Extract provided:
=== Section Start ===

Mom bashing, parent bashing, lack of support, holier-than-thou attitudes; all things I see and hear on a daily basis. I am sick of it. We all have our own reasons for making the familial decisions that we do.
Being a stay at home mom is not for everyone. Being a parent in general is not for everyone. For some woman, being a stay at home mom is the best thing ever. It fulfills them in every way they can think of and they would never change it. To these moms I say, rock on!! Look forward to each day with your children. Bask in the happiness that fills you when you see your family and home. Cherish the memories you are making.
For others, it is not a path to happiness. I stay at home for one reason: money. Daycare is so outrageously expensive. I lack the skill set most companies are looking for because I do not do sales. I hate sales. This is the bottom line for our family. Staying at home is the number one source of my depression and no amount of therapy helps. I feel useless, tied down, hopeless, lazy, pathetic and isolated. Surrounding myself with children drags me down. They do not stimulate my mind or my boost my energy. To be honest, I did not like kids even when I was a kid. I preferred to be around adults.
Often times I wonder if this arrangement would be different if I had help. My children believe that I am here to be their maid and nothing else. No amount of punishment changes their attitudes. Example: After refusing to clean their room for a month, I entered with garbage bags. I filled three garbage bags with toys and put them in my closet. The girls’ response was to call grandma (my mom). Her and her husband went out and bought them new toys and delivered them to my small apartment and told me I need to remember that kids will be kids and they need to have a normal childhood. Such bullshit!! Since when is it unreasonable to expect children to pick up their own toys? How is it ruining their childhood to expect them to clean their room? FYI: my brothers are in their 20s and mom still does their laundry for them.

=== Section End ===

Questions on the material:
**1)** Answer these questions using the post on stay-at-home parenting:
(a) What single reason does the writer give for staying at home?
(b) How many garbage bags did the writer fill with toys?
(c) In what decade of life are the writer's brothers?
**2)** From the post on stay-at-home parenting, reproduce word for word the passage that begins with the words containing "Mom bashing, parent" and ends with "you are making.".

Records:

=== Section Start ===

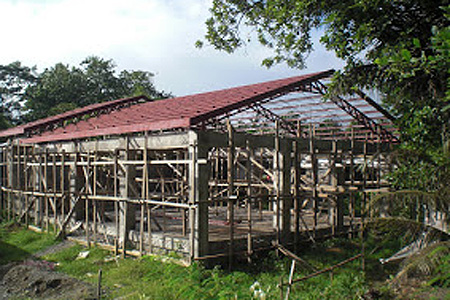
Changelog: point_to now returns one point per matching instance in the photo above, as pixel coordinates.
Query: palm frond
(425, 263)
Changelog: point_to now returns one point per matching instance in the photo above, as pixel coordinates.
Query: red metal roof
(180, 112)
(78, 112)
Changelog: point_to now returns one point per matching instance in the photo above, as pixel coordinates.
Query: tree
(398, 47)
(14, 79)
(62, 88)
(387, 45)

=== Section End ===

Your written answers:
**1)**
(a) Money.
(b) Three.
(c) Their 20s.

**2)**
Mom bashing, parent bashing, lack of support, holier-than-thou attitudes; all things I see and hear on a daily basis. I am sick of it. We all have our own reasons for making the familial decisions that we do.
Being a stay at home mom is not for everyone. Being a parent in general is not for everyone. For some woman, being a stay at home mom is the best thing ever. It fulfills them in every way they can think of and they would never change it. To these moms I say, rock on!! Look forward to each day with your children. Bask in the happiness that fills you when you see your family and home. Cherish the memories you are making.